RECORDS FOR THE EXERCISE
-- Opening Marker --
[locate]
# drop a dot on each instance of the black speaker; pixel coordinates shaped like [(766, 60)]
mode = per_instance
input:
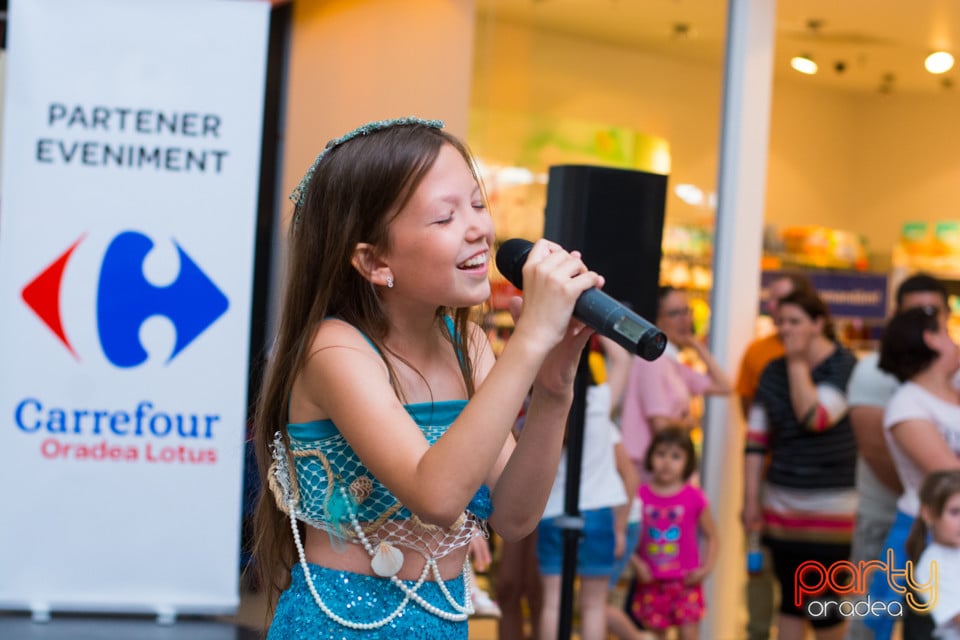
[(614, 217)]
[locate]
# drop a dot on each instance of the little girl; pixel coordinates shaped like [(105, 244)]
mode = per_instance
[(940, 515), (667, 560)]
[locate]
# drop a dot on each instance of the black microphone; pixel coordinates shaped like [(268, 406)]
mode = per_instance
[(594, 308)]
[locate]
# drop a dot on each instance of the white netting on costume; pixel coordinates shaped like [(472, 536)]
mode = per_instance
[(331, 490), (314, 493)]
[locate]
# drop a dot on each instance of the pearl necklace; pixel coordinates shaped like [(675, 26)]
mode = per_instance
[(410, 593)]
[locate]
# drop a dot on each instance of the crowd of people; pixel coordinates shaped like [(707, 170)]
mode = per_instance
[(392, 442)]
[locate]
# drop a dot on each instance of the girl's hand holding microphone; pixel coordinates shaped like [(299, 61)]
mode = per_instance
[(553, 280)]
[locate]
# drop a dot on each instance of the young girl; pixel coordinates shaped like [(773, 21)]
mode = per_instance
[(940, 516), (383, 424), (667, 561)]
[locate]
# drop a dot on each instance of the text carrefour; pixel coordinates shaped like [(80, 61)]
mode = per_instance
[(32, 416)]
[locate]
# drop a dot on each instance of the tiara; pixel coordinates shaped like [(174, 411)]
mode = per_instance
[(299, 193)]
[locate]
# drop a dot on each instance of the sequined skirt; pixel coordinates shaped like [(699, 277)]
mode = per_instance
[(362, 599)]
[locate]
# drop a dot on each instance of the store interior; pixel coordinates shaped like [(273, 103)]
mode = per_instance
[(860, 153)]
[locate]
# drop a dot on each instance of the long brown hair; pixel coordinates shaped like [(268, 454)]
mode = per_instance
[(936, 490), (356, 190)]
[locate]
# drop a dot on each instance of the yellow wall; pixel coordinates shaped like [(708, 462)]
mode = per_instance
[(353, 61)]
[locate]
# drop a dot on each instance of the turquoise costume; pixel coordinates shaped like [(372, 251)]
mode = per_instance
[(329, 488)]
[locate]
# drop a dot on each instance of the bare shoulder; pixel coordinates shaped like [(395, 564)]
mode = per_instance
[(340, 363)]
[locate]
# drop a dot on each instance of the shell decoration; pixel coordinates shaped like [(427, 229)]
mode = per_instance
[(361, 488), (387, 560)]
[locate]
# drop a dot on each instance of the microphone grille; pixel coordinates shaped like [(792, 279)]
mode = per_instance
[(511, 257)]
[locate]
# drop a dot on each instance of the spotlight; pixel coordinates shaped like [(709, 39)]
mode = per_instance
[(938, 62), (804, 64)]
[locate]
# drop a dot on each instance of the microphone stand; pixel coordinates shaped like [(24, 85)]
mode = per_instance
[(571, 522)]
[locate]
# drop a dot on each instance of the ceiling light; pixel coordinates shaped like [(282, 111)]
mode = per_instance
[(938, 62), (804, 64)]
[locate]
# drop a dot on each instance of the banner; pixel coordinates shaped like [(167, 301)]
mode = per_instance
[(848, 294), (131, 161)]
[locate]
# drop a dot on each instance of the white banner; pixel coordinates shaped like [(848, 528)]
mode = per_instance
[(131, 159)]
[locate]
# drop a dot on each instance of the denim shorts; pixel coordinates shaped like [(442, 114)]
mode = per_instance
[(620, 564), (594, 553)]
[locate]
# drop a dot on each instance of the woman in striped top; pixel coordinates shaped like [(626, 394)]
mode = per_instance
[(799, 417)]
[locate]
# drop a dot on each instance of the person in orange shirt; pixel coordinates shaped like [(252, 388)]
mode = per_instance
[(761, 585)]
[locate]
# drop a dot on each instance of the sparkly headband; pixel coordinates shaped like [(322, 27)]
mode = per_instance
[(300, 192)]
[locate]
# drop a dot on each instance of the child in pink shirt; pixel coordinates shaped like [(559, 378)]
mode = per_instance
[(659, 392), (667, 560)]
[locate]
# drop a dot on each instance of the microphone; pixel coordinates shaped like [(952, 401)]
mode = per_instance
[(594, 308)]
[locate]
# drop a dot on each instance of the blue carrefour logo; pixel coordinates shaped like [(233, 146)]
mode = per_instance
[(125, 299)]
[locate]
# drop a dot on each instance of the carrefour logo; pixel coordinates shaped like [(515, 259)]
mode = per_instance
[(125, 299)]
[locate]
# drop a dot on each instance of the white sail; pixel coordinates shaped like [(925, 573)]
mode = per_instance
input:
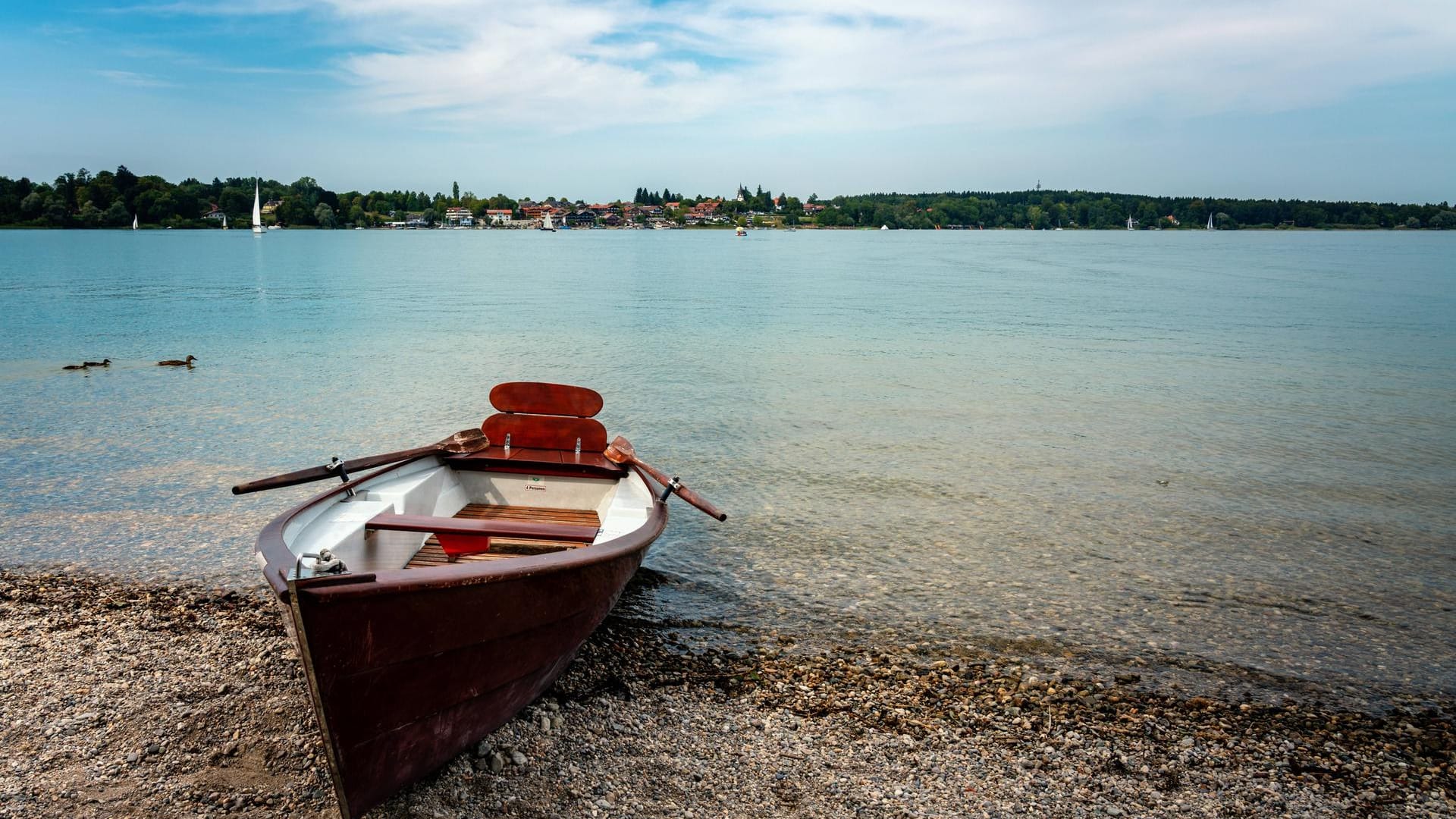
-- Closing Marker --
YOUR ASSIGNMENT
Your task is an exact printout of the records above, with no pictures.

WRITTEN ANSWER
[locate]
# drop a dot on each instance of the black speaker; pixel coordinates shaped like [(766, 60)]
mode = per_instance
input:
[(614, 217)]
[locate]
# drop a dot on each instance of the little girl; pixel coordinates shaped like [(105, 244)]
mode = per_instance
[(940, 515), (667, 560)]
[locate]
# drop a dot on each instance of the black microphone; pixel coordinates shaped like [(268, 406)]
mode = per_instance
[(594, 308)]
[locate]
# drop a dot on each instance of the white netting on costume; pixel coordinates shaped like [(472, 536)]
mode = per_instance
[(331, 490), (314, 493)]
[locate]
# drop a dot on each instance of the pearl necklace; pixel coordinates shaped like [(675, 26)]
mode = per_instance
[(410, 593)]
[locate]
# drop a dot on each instance of the crowd of people; pixel coordinates shaped like [(707, 170)]
mode = per_instance
[(392, 442)]
[locate]
# drop a dot on each instance of the girl's hand holding microphone; pixel coordinates shaped like [(299, 61)]
mode = per_instance
[(553, 280)]
[locate]
# drop a dot on each instance of the young girl; pixel coordinates shaped like [(773, 21)]
mode = per_instance
[(940, 516), (383, 424), (667, 561)]
[locate]
# drop a dot on each instance of the text carrefour; pixel coordinates shaped like [(80, 61)]
mode = per_instance
[(32, 416)]
[locate]
# drop a dot on each instance of the tiara; pixel coordinates shaped like [(174, 411)]
mode = per_instance
[(299, 193)]
[locate]
# drop a dot on each instance of the sequined skirt; pixel coordinates shaped like [(699, 277)]
mode = per_instance
[(362, 599)]
[locate]
# drop a dot on each instance of the store interior; pixel coordinates shaped like [(273, 103)]
mode = per_instance
[(860, 153)]
[locate]
# drop a dot on each instance of the long brown hair; pixel coordinates shaped like [(268, 454)]
mode = per_instance
[(936, 490), (356, 190)]
[locate]
# drop a dot on each instance of the yellow wall; pixel coordinates shaped like [(708, 462)]
mode = per_instance
[(353, 61)]
[locate]
# drop a dot on each instance of the turquoise costume; pixel coordinates shaped like [(372, 251)]
mode = per_instance
[(329, 488)]
[locate]
# drop a dot on each instance of the bare shoulder; pixel coordinates shaped like [(395, 564)]
mode = per_instance
[(340, 363)]
[locate]
# drop a dot on each instance of the shell decoration; pixel coordinates shaped like [(427, 229)]
mode = per_instance
[(361, 488), (387, 560)]
[locate]
# drop a dot on each instance of the microphone grille; pixel coordinates shaped like [(792, 279)]
mode = per_instance
[(511, 257)]
[locate]
# drop a dot on each instance of the spotlight; pixel coordinates shaped like [(709, 39)]
mode = per_instance
[(938, 62), (804, 64)]
[locate]
# drop a dot on each instance of the microphone stand; pixel coordinates shaped like [(24, 85)]
mode = per_instance
[(571, 522)]
[locate]
# drop a dot on each instance of the ceiling light; pixel coordinates shaped like [(282, 111)]
mode = per_instance
[(938, 62), (804, 64)]
[locate]
# drop a dot on each instance of the banner; pixel coordinates shaped like [(167, 301)]
mode = per_instance
[(848, 294), (131, 161)]
[locate]
# drop a dot on each instance of the white banner; pixel coordinates shaped like [(848, 528)]
mode = per_instance
[(131, 159)]
[locate]
# drop a dot on each instance of the denim shorts; pixel coordinates shaped like [(442, 114)]
mode = per_instance
[(620, 564), (594, 553)]
[locate]
# drop a dot on each instance of the woman in striped top; pixel coordinates shaped like [(626, 394)]
mode = per_instance
[(799, 417)]
[locate]
# drop a dot on each instance of the person in orange shirt; pixel coordinates shaped like [(252, 388)]
mode = per_instance
[(761, 585)]
[locate]
# drop a dot on each instance of the sparkly headband; pixel coordinates shaped like [(322, 27)]
mode = per_instance
[(300, 192)]
[locate]
# drop a dot on each instance of the child in pink shirt; pixel coordinates shaped like [(559, 378)]
mode = per_instance
[(659, 392), (667, 560)]
[locate]
# drop a dot on each instance of the microphone; pixel coordinates shaped like [(952, 401)]
mode = per_instance
[(594, 308)]
[locate]
# drop a dot on each instance of the blue carrefour logo; pixel coordinates shaped like [(233, 146)]
mode = per_instance
[(125, 299)]
[locate]
# drop a dot on each instance of the carrefour logo; pixel coordinates shaped like [(515, 259)]
mode = per_instance
[(125, 299)]
[locate]
# drop a dot on each instance of the white sail; pixel coordinates shaped like [(925, 573)]
mode = per_instance
input:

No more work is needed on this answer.